§ **THE TASK**:
Count the lines below that contain the string "jacket", and reply with only that number.

§ **INPUT DATA**:
*****

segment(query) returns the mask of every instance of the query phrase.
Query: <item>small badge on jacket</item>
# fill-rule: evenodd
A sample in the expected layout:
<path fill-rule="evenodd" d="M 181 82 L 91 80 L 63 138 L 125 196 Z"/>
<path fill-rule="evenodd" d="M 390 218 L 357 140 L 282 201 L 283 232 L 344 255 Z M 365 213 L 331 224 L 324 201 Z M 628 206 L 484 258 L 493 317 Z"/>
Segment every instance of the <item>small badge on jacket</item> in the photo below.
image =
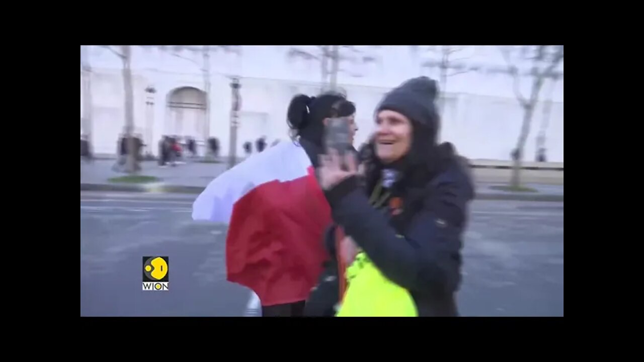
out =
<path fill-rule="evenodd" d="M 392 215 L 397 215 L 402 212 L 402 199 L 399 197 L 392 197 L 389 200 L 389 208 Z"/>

*****

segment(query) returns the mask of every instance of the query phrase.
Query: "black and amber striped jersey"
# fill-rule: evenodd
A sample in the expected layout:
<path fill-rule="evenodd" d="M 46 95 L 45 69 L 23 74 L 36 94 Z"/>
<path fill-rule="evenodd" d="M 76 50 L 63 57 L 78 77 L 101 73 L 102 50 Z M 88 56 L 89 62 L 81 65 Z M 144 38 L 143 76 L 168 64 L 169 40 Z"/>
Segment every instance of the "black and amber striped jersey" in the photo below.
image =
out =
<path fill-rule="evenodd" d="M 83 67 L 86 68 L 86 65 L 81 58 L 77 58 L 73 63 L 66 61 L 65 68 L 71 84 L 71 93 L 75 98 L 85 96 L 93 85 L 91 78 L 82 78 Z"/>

*****

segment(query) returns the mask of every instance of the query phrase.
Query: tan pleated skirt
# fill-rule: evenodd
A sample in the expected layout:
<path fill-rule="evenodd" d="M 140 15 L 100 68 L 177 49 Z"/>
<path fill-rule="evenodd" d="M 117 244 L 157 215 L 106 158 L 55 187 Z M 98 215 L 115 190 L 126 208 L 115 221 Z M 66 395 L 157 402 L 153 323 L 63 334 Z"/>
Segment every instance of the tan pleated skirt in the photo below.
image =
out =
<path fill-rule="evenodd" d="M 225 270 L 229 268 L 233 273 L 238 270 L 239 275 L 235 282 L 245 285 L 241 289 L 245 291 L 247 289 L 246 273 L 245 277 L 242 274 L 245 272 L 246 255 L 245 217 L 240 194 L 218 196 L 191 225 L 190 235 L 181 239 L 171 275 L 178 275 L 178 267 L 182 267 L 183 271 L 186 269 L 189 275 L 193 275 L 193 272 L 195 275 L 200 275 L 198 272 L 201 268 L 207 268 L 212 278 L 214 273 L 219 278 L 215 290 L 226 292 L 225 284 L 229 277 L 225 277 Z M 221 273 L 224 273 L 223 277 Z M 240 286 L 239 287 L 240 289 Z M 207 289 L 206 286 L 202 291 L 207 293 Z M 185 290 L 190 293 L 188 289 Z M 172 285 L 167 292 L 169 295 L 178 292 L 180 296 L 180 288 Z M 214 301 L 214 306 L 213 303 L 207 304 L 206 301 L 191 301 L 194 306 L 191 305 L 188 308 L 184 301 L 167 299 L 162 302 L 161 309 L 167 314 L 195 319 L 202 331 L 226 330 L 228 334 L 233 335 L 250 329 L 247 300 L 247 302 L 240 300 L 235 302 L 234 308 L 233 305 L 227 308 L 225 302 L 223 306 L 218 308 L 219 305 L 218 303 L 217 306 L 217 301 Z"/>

*****

§ **TASK ANSWER**:
2